# [WHAT TO DO]
Pick up the article on the U.S. affordable housing crisis below and continue it from its last sentence.

# [PASSAGE TO READ]
The Affordable Housing Crisis, Understanding the Challenges and Seeking Solutions
By Kristi Waterworth – Published May 31, 2024
The State of Affordable Housing in the U.S.
It’s no secret that affordable housing is increasingly difficult to come by in the United States for both home buyers and renters. In preparing our joint study with Ashoka, “Demystifying Financial Freedom: 4 Key Principles,” we learned that housing insecurity is much worse than we thought.
In 2022, for a full-time worker to earn enough to rent a modest two-bedroom apartment in America, they’d need to make $25.82 per hour. With the federal minimum wage stagnating at
$7.25, the math simply doesn’t work out – that’s 3.5 times more than the base wage. In the last decade, the median home price rose about 30% versus an 11% increase in average incomes. During the pandemic alone, rental prices increased 18%, still well above those 11% income gains.
To put that a different way, if you’re renting a two-bedroom apartment for $1,000 per month pre-pandemic, you’ll have to pay $1,180, or an extra $2,160 per year. Working 40 hours a week at minimum wage, you’ll gross roughly $1,256 each month. That’s not what you take home but what you earn. Which means that even two adults working full-time will earn only $2,513 per month, 2.12 times the rent – one entire partner’s income is going to housing, and you may not even qualify for that average unit because of the low earnings-to-rent ratio.
Causes of the Affordable Housing Crisis
There are a huge number of problems coming together to create an even worse situation for people who need affordable housing, including rising materials costs and increasing land prices that are driving up the cost of construction, zoning laws that may impede the construction of single homes or more affordable multi-family housing, gentrification that’s driving up the prices of formerly affordable neighborhoods, and, of course, those stagnant wages mentioned above.

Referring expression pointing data
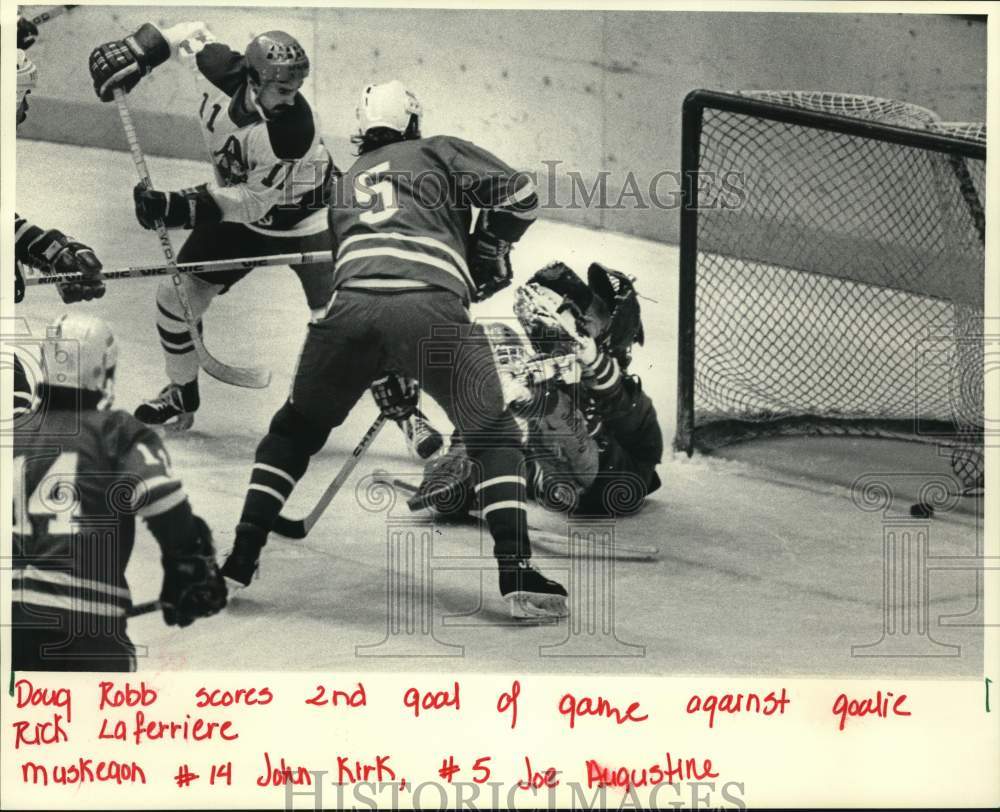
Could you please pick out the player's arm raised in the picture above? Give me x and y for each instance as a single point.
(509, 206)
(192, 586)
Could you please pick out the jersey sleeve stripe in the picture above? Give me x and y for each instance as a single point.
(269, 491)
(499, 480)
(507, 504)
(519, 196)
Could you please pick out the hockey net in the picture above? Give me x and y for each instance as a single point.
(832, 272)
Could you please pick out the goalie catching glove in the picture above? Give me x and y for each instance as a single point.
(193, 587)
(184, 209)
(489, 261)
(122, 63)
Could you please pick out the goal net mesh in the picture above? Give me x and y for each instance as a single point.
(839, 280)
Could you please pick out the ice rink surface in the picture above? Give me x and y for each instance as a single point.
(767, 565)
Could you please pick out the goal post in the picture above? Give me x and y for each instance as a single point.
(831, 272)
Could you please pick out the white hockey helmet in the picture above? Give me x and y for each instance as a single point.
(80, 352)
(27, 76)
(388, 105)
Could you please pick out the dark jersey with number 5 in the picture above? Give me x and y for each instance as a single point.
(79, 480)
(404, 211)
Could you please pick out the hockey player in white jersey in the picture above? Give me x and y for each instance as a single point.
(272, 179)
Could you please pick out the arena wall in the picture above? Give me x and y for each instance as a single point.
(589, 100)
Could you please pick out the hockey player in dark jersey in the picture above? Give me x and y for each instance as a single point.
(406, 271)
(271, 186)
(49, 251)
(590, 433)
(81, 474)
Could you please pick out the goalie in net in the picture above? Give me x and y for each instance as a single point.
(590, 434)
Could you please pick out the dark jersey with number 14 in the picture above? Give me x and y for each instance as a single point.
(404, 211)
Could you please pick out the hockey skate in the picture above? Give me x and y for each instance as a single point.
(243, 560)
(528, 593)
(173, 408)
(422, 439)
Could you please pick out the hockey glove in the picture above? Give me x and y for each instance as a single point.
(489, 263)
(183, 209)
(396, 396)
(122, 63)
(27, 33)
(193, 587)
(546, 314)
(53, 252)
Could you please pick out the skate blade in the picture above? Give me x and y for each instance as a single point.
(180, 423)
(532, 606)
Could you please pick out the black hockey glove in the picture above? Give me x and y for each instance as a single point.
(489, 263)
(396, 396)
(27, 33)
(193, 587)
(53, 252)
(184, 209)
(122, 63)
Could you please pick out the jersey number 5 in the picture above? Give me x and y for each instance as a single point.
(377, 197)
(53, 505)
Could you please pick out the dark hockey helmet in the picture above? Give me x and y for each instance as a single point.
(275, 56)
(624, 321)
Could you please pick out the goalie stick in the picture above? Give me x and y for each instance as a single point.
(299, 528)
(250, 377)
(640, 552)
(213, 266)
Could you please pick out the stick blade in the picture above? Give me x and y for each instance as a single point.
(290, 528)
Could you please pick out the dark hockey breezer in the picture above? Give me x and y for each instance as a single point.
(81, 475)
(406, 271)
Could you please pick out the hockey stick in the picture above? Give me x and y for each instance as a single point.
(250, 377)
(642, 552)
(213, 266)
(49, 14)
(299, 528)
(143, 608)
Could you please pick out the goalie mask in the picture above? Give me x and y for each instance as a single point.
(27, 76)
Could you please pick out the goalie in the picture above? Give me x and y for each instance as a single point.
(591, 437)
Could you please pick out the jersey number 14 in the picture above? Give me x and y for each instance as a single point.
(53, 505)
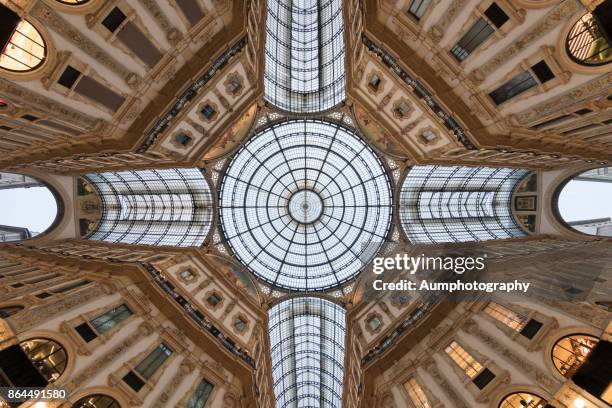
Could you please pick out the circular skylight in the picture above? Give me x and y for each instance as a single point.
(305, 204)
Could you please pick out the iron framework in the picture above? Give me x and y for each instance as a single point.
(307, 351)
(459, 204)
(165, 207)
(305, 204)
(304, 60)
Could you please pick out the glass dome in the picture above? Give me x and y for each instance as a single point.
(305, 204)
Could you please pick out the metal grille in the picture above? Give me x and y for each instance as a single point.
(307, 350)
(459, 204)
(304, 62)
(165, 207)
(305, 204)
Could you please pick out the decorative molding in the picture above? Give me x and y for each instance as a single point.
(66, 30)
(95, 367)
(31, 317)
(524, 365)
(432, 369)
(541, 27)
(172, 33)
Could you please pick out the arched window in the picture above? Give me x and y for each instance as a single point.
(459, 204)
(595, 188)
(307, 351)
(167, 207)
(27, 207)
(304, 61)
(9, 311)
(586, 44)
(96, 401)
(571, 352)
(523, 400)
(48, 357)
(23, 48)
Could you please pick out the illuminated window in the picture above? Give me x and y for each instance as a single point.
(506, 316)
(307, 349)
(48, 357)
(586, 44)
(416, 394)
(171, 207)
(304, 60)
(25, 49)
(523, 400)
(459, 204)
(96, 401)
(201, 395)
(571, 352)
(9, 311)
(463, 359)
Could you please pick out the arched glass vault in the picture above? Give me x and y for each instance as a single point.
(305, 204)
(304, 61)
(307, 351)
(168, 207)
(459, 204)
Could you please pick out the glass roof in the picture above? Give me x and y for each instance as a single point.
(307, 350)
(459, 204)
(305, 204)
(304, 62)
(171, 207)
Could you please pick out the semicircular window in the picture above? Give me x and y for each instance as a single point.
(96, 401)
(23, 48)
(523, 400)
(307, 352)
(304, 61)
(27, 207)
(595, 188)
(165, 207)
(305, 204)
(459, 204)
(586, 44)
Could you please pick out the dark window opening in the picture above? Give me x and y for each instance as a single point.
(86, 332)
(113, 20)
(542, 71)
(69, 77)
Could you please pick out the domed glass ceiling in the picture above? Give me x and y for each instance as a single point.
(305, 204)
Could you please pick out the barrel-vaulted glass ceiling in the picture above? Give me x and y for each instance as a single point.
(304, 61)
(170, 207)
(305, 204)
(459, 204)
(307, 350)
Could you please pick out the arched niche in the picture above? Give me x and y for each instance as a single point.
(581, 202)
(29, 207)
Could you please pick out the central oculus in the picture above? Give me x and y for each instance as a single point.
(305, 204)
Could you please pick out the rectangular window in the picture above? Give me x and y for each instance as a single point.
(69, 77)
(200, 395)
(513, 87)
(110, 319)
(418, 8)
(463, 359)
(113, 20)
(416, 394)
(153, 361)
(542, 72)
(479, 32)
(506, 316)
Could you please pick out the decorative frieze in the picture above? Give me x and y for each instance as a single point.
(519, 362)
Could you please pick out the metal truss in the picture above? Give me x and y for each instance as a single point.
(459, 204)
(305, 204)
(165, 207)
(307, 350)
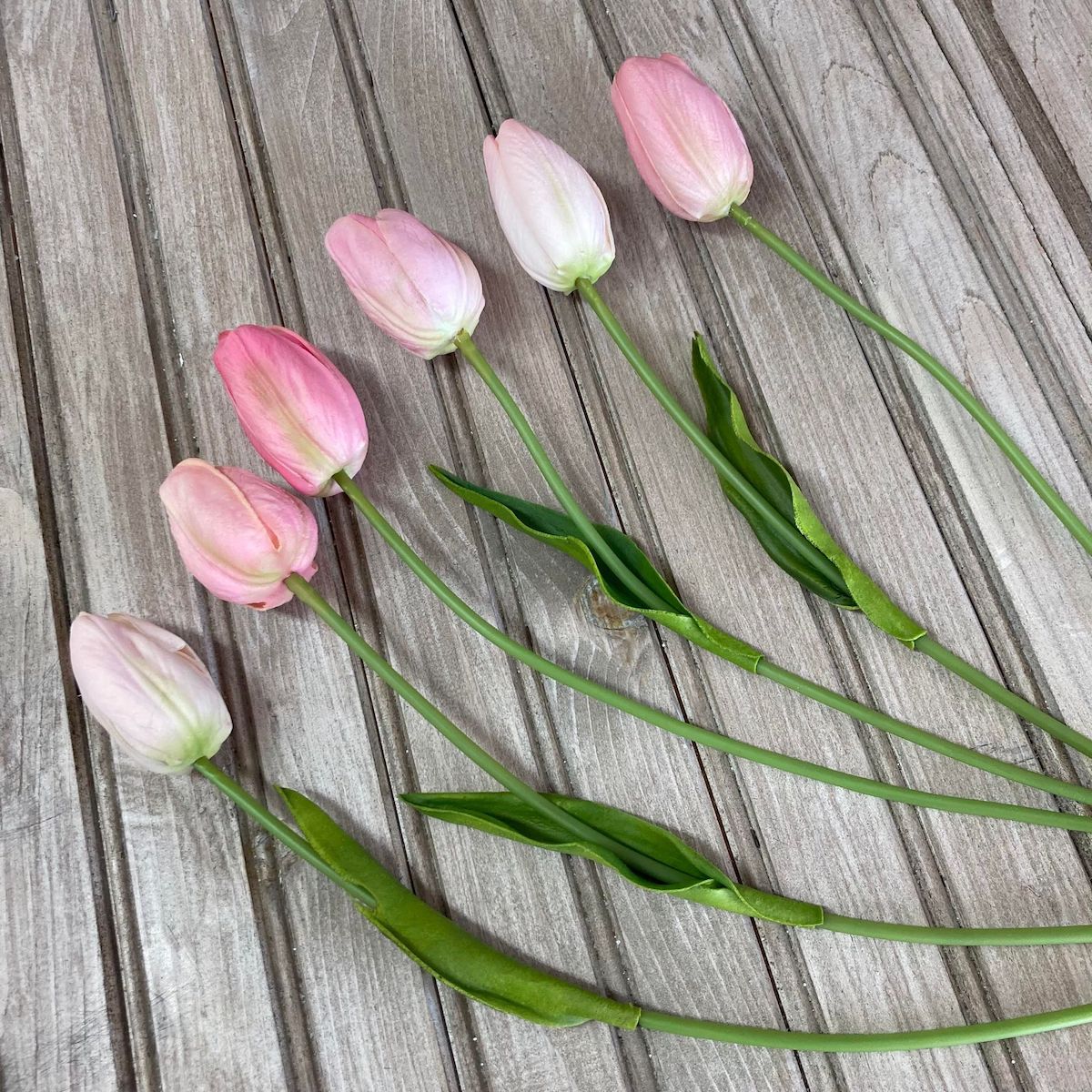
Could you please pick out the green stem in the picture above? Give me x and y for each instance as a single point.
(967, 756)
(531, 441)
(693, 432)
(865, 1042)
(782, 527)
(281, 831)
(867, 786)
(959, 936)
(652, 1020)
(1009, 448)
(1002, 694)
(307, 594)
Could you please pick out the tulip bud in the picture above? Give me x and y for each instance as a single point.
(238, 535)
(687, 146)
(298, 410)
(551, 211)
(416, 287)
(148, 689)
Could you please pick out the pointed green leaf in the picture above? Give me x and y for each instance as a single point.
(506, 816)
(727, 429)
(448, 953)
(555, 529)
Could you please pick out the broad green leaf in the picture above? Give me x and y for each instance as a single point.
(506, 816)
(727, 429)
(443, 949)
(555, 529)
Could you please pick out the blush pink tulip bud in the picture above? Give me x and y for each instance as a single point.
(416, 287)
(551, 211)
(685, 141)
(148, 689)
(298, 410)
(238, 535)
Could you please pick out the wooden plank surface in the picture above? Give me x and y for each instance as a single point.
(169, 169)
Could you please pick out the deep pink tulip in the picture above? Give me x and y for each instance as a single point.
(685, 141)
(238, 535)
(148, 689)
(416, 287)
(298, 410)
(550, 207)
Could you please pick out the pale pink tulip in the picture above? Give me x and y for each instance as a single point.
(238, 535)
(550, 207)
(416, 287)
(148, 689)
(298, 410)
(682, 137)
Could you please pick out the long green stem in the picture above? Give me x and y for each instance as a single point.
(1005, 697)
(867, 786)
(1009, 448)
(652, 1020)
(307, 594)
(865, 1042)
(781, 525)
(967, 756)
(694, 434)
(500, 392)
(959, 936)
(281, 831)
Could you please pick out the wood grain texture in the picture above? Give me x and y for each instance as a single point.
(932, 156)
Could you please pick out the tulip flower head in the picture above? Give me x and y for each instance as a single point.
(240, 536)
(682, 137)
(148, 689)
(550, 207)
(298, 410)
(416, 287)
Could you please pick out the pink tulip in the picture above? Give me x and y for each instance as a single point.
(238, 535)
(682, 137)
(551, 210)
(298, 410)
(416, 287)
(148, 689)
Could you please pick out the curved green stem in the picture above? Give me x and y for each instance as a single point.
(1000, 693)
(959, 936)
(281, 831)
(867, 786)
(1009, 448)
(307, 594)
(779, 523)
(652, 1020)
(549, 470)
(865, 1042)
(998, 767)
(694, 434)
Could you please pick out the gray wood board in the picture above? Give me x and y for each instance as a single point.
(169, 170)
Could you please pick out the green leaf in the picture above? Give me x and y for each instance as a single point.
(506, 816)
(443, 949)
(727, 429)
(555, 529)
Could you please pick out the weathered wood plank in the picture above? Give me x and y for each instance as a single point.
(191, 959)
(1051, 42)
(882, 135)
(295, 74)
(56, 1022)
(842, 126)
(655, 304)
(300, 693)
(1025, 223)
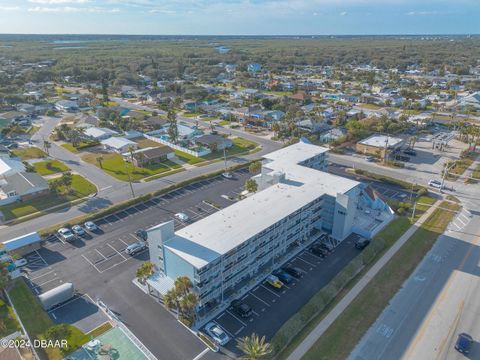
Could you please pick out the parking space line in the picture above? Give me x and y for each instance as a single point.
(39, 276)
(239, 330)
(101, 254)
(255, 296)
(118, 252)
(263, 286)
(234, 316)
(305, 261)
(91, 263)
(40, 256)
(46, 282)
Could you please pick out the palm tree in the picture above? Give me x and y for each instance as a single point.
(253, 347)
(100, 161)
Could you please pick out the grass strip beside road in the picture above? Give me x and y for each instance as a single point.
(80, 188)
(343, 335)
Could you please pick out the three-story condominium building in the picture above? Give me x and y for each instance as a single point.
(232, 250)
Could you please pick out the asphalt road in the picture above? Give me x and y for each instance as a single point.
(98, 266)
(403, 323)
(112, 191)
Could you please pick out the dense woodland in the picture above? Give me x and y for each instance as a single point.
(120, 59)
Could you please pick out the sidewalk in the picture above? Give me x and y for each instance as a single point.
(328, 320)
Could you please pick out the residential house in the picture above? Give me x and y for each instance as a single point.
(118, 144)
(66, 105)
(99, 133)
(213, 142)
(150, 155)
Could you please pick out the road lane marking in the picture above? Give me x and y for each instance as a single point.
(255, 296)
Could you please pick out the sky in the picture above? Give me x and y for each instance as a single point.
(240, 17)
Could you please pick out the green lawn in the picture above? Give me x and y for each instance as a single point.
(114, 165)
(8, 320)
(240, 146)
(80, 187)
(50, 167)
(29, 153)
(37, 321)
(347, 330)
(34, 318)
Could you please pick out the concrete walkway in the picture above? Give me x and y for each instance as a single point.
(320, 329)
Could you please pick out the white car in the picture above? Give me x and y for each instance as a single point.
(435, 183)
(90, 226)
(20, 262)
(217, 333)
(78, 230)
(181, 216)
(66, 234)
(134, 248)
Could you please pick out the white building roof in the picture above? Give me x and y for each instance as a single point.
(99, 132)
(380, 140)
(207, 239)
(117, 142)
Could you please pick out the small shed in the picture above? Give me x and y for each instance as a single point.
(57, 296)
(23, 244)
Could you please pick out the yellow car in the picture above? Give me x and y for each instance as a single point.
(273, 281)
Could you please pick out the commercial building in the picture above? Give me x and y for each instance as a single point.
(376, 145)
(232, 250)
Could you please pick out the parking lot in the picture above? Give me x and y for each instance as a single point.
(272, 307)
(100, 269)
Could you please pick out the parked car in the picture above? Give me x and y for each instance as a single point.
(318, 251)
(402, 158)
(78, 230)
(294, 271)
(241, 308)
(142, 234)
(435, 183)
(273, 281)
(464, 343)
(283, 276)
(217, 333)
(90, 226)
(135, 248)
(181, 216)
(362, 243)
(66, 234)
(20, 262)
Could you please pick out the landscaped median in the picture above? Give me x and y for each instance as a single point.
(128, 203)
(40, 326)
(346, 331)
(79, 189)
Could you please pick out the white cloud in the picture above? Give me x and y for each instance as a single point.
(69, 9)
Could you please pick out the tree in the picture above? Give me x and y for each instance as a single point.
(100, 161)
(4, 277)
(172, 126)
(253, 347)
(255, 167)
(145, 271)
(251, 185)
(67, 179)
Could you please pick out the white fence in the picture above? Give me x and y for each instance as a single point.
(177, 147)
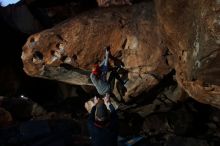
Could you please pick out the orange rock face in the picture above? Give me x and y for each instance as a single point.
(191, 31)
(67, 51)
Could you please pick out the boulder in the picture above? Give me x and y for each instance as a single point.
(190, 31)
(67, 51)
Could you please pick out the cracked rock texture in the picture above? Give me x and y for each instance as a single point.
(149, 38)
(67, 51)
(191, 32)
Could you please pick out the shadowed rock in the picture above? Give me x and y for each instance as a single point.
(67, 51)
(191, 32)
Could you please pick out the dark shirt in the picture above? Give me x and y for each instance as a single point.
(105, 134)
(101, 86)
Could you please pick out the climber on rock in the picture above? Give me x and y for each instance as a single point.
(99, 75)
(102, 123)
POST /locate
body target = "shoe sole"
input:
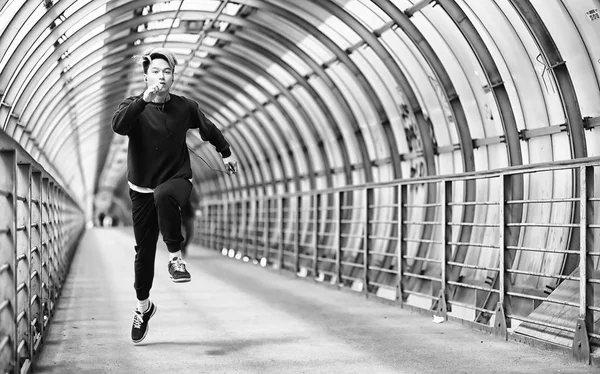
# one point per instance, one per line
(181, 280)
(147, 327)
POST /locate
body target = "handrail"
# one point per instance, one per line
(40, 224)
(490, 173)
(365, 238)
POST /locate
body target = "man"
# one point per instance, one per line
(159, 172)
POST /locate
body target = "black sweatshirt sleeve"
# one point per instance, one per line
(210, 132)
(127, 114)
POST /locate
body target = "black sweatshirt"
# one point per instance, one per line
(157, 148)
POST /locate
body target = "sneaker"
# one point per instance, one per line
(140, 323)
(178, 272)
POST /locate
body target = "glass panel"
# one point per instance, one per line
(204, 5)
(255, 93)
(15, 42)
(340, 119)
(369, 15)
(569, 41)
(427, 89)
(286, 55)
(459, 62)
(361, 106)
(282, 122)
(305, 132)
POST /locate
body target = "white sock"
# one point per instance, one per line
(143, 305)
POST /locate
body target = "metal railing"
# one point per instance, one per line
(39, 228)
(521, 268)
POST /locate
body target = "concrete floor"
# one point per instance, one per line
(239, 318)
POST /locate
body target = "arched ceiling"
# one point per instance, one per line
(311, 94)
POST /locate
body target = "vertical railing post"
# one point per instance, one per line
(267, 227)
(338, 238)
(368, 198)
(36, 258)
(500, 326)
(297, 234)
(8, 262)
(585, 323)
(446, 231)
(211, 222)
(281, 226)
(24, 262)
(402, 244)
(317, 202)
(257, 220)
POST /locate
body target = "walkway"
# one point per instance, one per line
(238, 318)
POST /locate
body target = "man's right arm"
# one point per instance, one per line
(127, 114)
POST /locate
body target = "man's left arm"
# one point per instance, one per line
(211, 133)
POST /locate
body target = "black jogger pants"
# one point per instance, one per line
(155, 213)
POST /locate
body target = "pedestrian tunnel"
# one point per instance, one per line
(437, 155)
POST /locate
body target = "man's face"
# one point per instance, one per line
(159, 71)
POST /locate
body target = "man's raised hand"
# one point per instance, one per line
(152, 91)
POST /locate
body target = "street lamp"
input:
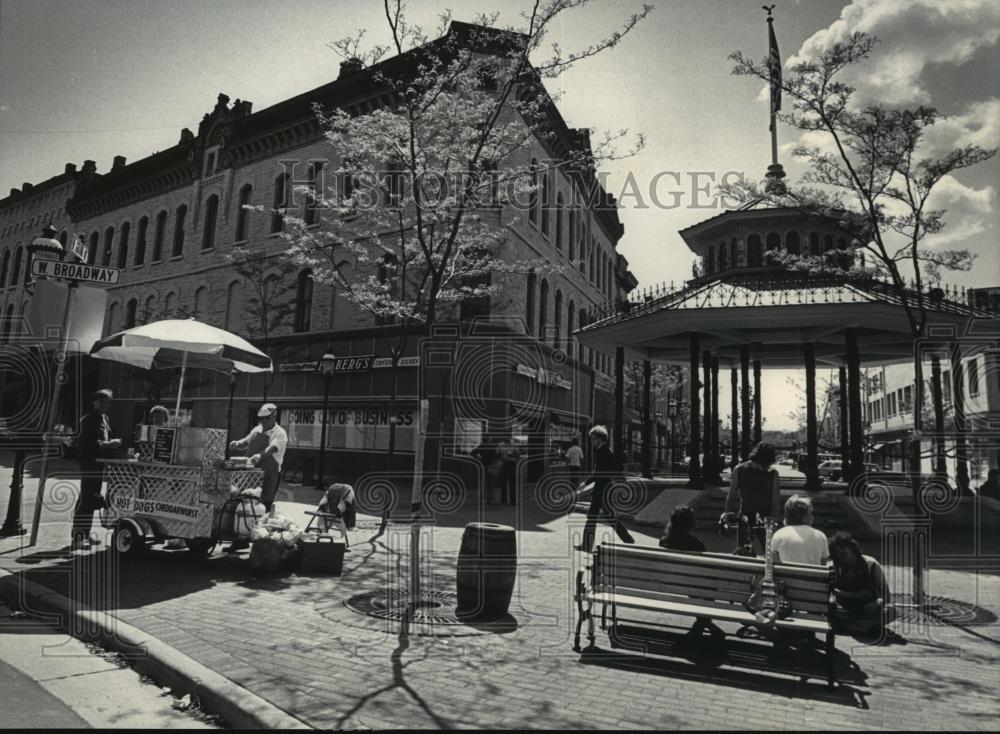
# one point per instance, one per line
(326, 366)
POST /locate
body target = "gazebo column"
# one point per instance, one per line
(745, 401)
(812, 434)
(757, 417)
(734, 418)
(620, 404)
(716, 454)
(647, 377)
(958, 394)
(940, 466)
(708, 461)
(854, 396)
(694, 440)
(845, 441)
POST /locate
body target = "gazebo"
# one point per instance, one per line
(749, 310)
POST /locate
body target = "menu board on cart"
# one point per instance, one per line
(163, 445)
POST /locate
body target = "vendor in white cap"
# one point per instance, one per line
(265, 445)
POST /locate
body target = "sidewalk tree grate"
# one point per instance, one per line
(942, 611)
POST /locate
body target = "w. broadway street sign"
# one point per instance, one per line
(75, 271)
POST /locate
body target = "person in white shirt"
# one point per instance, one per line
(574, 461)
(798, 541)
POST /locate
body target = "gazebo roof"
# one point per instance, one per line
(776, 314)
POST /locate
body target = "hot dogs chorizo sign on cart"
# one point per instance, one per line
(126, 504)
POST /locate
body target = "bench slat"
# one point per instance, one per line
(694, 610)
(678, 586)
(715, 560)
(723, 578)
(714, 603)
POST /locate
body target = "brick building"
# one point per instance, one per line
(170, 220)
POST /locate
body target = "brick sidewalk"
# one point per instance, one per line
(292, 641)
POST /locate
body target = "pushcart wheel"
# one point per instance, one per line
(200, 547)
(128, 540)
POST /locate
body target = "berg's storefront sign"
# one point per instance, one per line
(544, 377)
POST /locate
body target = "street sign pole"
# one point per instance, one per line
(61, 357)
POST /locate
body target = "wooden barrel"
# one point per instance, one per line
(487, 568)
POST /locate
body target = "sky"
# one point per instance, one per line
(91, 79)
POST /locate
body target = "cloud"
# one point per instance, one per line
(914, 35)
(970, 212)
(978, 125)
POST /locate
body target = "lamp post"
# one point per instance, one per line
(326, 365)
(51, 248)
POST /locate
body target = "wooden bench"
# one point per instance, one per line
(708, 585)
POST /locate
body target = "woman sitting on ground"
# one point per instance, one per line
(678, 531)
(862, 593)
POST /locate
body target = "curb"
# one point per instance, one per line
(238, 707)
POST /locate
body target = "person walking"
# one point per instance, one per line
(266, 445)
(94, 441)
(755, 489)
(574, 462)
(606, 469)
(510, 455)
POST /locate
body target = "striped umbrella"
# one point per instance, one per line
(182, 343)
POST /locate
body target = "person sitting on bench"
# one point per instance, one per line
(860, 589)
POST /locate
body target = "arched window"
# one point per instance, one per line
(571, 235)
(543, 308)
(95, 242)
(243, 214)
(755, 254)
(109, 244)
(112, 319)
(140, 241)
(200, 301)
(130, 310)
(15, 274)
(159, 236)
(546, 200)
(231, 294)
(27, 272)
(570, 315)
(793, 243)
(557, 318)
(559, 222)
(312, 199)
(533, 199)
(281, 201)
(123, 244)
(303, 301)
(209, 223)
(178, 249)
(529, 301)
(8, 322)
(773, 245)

# [RESPONSE]
We all know that the cost of building anything has gone up, from the price of a fence to a new deck – and this goes just as much for whole housing units. The price of land is a huge contributor to the problem, according to the US Government Accountability Office (GAO), which found that land prices alone rose 60% from 2012 to 2019. These increasing costs are making it harder to build more housing, to the point that construction of new affordable housing has dropped precipitously. This affects both home buyers and renters since landlords must charge more to cover their own expenses.
Zoning laws are another major issue. Although inclusionary zoning was designed to promote more equitable housing options for lower-income residents, the results have been very mixed. This is in part because some inclusionary zoning laws are mandatory, and others are voluntary. It is also influenced by some inclusionary zoning laws that allow builders to pay a fee in lieu of constructing units that will be less profitable for them.
Gentrification is another fairly obvious issue affecting affordable housing. It’s a push-and-pull situation when whole neighborhoods are remodeled and brought up to current building fashion. People who have lived in the neighborhoods for a long time, especially if they’re renters, can no longer afford to live there. Even owners whose homes have gained significant value may feel the sting when their taxes and insurance costs are increased dramatically due to forces outside of their control.
Impact on Low-Income Families
Low-income families feel the burden of the affordable housing crisis much more acutely and much more quickly than the rest of the population because they have so much less margin to work with in their budgets.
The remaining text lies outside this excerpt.